Small Quantity Generators (SQGs) generate between 220 and 2,200 pounds of hazardous waste per month, 2.2 pounds or less of acute hazardous waste, and 220 pounds or less of residues from a cleanup of acute hazardous waste generated in a calendar month. They are more regulated than VSQGs, but less regulated than LQGs.
Scope
Hazardous waste generators must count up all the waste they generate each month to determine their generator category. In addition, they must not accumulate more waste than is allowed for their category at any one time.
There are three categories of hazardous waste generators:
- Very Small Quantity Generators (VSQGs, formerly known as Conditionally Exempt Small Quantity Generators);
- Small Quantity Generators (SQGs); and
- Large Quantity Generators (LQGs).
VSQGs generate the least amount of hazardous waste per month and LQGs generate the most.
Generators must comply with a specific set of requirements for their specific generator category.
Regulatory citations
- 40 CFR 261 — Identification and listing of hazardous waste
- 40 CFR 262.16 — Conditions for exemption for a small quantity generator that accumulates hazardous waste
Key definitions
- Acute hazardous waste: Any hazardous waste with a “P” waste code (or certain “F” waste codes). These wastes are subject to stringent accumulation and management requirements.
- Accumulate: To store hazardous waste on-site for a regulated amount of time before shipping it off-site. Generators have accumulation time limits as well as quantity limits.
- Biennial report: A report submitted by hazardous waste LQGs and Treatment, Storage, and Disposal Facilities (TSDFs) (and Small Quantity Generators after 2020) to enable EPA and the states to track the quantities of hazardous waste generated and the movements of those hazardous wastes.

Given problem:
Copy out the stretch of the hazardous waste generator text above from "- Accumulate: To" through "those hazardous wastes.".

Data listing:
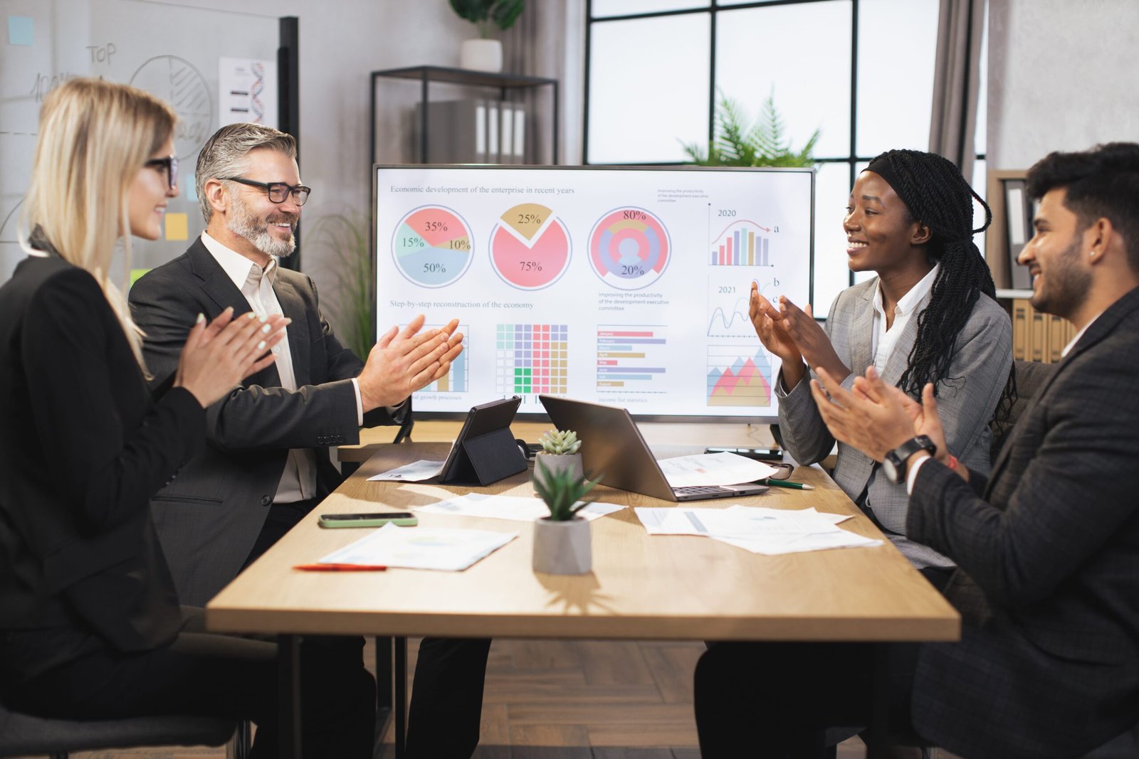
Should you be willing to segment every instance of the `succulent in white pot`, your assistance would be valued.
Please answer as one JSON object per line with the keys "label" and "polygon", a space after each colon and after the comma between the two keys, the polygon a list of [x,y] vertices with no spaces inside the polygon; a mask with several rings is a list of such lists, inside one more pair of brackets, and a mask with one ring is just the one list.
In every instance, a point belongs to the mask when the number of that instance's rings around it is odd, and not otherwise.
{"label": "succulent in white pot", "polygon": [[597,479],[590,481],[565,470],[550,471],[541,457],[534,463],[534,489],[550,510],[549,517],[534,520],[535,572],[584,575],[592,570],[589,521],[577,512],[588,505],[584,497],[595,485]]}
{"label": "succulent in white pot", "polygon": [[450,0],[451,8],[478,27],[478,39],[459,46],[459,68],[498,73],[502,71],[502,43],[490,38],[491,24],[503,32],[522,15],[525,0]]}

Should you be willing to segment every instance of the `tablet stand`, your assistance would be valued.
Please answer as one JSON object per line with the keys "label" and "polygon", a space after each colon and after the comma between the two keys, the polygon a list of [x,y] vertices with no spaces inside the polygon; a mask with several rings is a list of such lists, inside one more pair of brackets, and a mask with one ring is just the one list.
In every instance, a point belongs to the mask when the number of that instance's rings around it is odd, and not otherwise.
{"label": "tablet stand", "polygon": [[518,449],[509,427],[499,428],[469,439],[459,447],[458,457],[443,482],[460,484],[477,480],[486,486],[510,475],[526,471],[526,459]]}

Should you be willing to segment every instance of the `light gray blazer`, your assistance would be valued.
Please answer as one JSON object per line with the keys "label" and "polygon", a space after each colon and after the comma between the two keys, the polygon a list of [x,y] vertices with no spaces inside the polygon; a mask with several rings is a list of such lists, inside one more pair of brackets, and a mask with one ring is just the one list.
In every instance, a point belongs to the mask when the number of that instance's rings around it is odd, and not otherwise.
{"label": "light gray blazer", "polygon": [[[843,380],[850,388],[854,376],[874,363],[870,341],[874,333],[874,292],[878,278],[860,282],[838,294],[830,306],[826,331],[838,357],[851,369]],[[911,319],[886,363],[882,379],[896,385],[909,362],[917,338],[918,320]],[[982,295],[953,348],[947,378],[937,383],[937,411],[945,428],[949,449],[969,468],[989,472],[989,447],[993,416],[1013,365],[1013,324],[1005,310]],[[813,373],[811,374],[813,377]],[[776,382],[779,396],[779,430],[784,445],[795,461],[810,464],[821,461],[834,448],[835,438],[822,423],[811,397],[808,378],[789,393],[782,378]],[[884,527],[890,539],[907,559],[921,567],[952,567],[953,562],[933,548],[906,537],[909,497],[906,485],[894,485],[879,471],[872,459],[843,443],[831,477],[841,488]],[[862,494],[866,497],[860,501]]]}

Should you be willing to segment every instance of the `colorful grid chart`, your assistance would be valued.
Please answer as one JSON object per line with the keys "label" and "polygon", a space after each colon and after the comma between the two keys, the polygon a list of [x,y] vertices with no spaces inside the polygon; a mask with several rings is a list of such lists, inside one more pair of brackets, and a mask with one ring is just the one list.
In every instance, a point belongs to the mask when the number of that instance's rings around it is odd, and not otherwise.
{"label": "colorful grid chart", "polygon": [[729,224],[712,244],[710,263],[713,266],[770,266],[768,245],[771,240],[761,232],[770,233],[771,230],[751,221]]}
{"label": "colorful grid chart", "polygon": [[760,348],[708,346],[707,404],[710,406],[770,406],[771,361]]}
{"label": "colorful grid chart", "polygon": [[565,395],[570,350],[566,324],[499,324],[498,390],[506,395]]}
{"label": "colorful grid chart", "polygon": [[667,341],[659,327],[597,328],[597,389],[663,393]]}
{"label": "colorful grid chart", "polygon": [[[424,324],[424,329],[440,328],[442,324]],[[420,393],[466,393],[470,388],[470,364],[467,361],[467,352],[470,349],[470,331],[466,324],[459,324],[462,332],[462,353],[451,362],[451,371],[445,377],[441,377]]]}

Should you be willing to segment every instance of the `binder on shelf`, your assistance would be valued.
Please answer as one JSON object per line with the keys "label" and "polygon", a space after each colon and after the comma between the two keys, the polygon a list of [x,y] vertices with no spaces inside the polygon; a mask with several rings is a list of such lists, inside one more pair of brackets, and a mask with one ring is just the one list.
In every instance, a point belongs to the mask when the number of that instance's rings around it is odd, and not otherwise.
{"label": "binder on shelf", "polygon": [[499,102],[499,163],[515,164],[514,159],[514,104]]}
{"label": "binder on shelf", "polygon": [[1032,306],[1023,298],[1013,300],[1013,357],[1017,361],[1030,361],[1029,320]]}
{"label": "binder on shelf", "polygon": [[1014,290],[1032,287],[1029,270],[1017,263],[1025,244],[1032,239],[1032,204],[1025,191],[1024,180],[1003,180],[1005,234],[1008,246],[1008,271]]}
{"label": "binder on shelf", "polygon": [[522,104],[514,107],[514,163],[526,163],[526,107]]}
{"label": "binder on shelf", "polygon": [[486,157],[483,159],[487,164],[499,163],[499,102],[498,100],[484,100],[486,108]]}

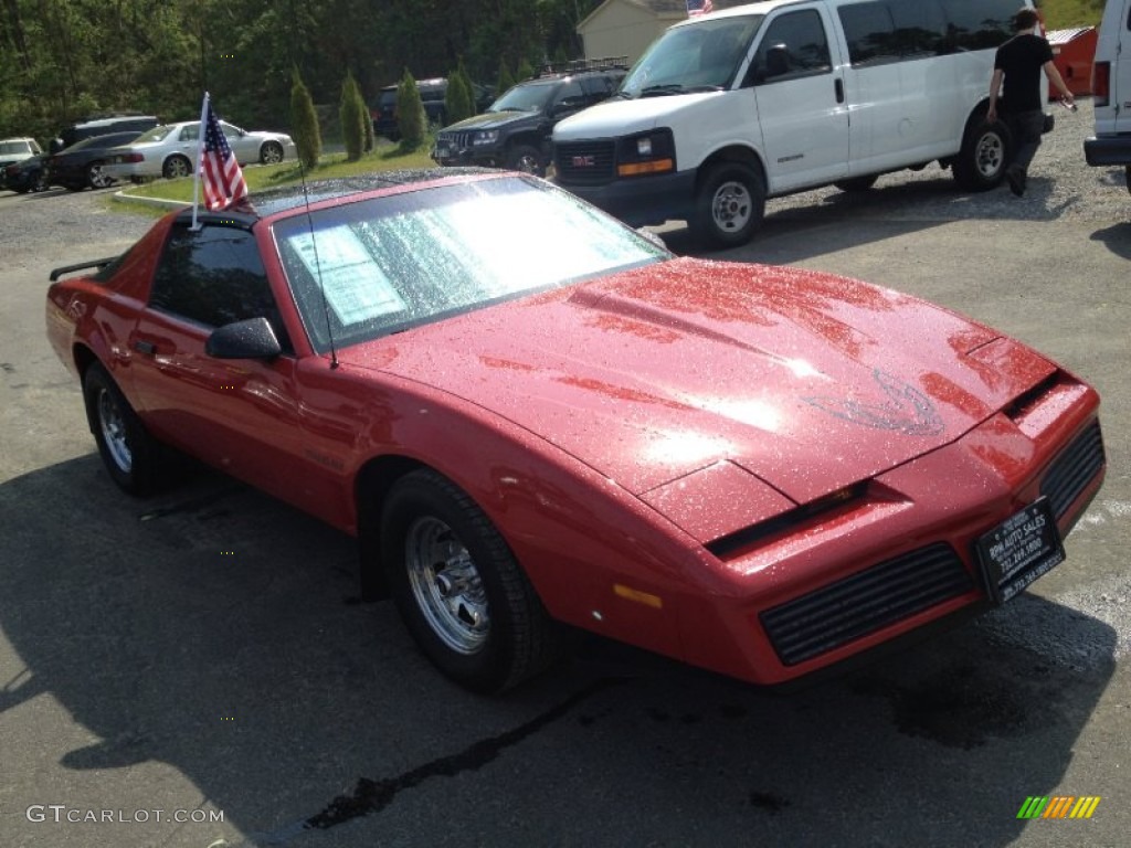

The reply:
- Accumulate: To store hazardous waste on-site for a regulated amount of time before shipping it off-site. Generators have accumulation time limits as well as quantity limits.
- Biennial report: A report submitted by hazardous waste LQGs and Treatment, Storage, and Disposal Facilities (TSDFs) (and Small Quantity Generators after 2020) to enable EPA and the states to track the quantities of hazardous waste generated and the movements of those hazardous wastes.